At some point, however, you just have to make the decision to move on. This life is eating you alive, and you can feel to the marrow of your bones and behind your chattering teeth that it needs changing, and fast.
So you leave. Pack what you need and give the rest to Salvation Army, leave work, school, friends, your lease, and your lover. Tell him you love him too much to stay; tell him you’re running for your life. And go.
I took the train. From the window I watched the grimy, sticky city fall away, and the wide skies of the West open up before me. We rumbled over the Mississippi during dinner the second night, and I found I could eat again. By the time we reached Albuquerque, some sort of cloud had been lifted from me. Maybe it was happiness leaving for a lighter place, but the first solid bricks of contentment were laid watching the country whirl past. Sunrise over the desert is not a thing to be taken lightly.

_DATA_
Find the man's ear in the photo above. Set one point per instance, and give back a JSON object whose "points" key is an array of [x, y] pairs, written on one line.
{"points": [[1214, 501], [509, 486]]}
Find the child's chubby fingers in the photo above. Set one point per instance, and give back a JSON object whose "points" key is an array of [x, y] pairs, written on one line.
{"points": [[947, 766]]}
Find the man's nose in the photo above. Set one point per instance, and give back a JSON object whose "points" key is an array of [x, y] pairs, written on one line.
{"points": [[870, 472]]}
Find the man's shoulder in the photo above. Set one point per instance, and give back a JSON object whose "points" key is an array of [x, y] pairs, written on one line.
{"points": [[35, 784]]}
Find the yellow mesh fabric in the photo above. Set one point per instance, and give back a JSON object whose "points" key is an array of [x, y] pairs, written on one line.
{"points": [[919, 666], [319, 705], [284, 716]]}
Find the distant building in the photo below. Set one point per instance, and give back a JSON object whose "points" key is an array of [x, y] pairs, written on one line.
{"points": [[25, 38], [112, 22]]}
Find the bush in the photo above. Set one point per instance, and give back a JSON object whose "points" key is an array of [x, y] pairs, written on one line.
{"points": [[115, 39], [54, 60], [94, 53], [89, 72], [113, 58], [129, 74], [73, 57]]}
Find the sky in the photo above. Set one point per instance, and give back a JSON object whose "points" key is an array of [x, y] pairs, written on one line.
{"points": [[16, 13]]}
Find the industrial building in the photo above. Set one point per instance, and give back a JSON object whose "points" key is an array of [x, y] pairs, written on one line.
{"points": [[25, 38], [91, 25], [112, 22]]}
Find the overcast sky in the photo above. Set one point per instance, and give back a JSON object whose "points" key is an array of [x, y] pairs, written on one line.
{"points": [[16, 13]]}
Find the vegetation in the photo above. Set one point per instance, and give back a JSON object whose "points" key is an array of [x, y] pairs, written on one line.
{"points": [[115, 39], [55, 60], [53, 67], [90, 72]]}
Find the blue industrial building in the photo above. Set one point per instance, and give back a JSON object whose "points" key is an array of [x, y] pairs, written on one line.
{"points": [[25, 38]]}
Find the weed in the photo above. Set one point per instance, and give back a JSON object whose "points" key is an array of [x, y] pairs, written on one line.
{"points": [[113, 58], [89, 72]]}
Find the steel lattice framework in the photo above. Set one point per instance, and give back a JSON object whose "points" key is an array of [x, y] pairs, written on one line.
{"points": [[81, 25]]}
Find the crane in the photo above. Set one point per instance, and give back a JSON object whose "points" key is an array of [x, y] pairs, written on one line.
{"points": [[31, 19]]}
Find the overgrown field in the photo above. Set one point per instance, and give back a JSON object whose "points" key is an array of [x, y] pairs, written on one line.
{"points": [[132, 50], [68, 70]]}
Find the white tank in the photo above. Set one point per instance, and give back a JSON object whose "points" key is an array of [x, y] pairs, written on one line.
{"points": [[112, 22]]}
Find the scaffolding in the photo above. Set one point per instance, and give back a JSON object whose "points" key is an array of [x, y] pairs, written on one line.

_TASK INSTRUCTIONS_
1. Please repeat the passage about leaving word for word, beginning at "At some point, however, you" and stopping after "life. And go.".
2. In the passage about leaving, which river does the train cross during dinner on the second night?

_TASK ANSWERS_
1.
At some point, however, you just have to make the decision to move on. This life is eating you alive, and you can feel to the marrow of your bones and behind your chattering teeth that it needs changing, and fast.
So you leave. Pack what you need and give the rest to Salvation Army, leave work, school, friends, your lease, and your lover. Tell him you love him too much to stay; tell him you’re running for your life. And go.

2. The Mississippi.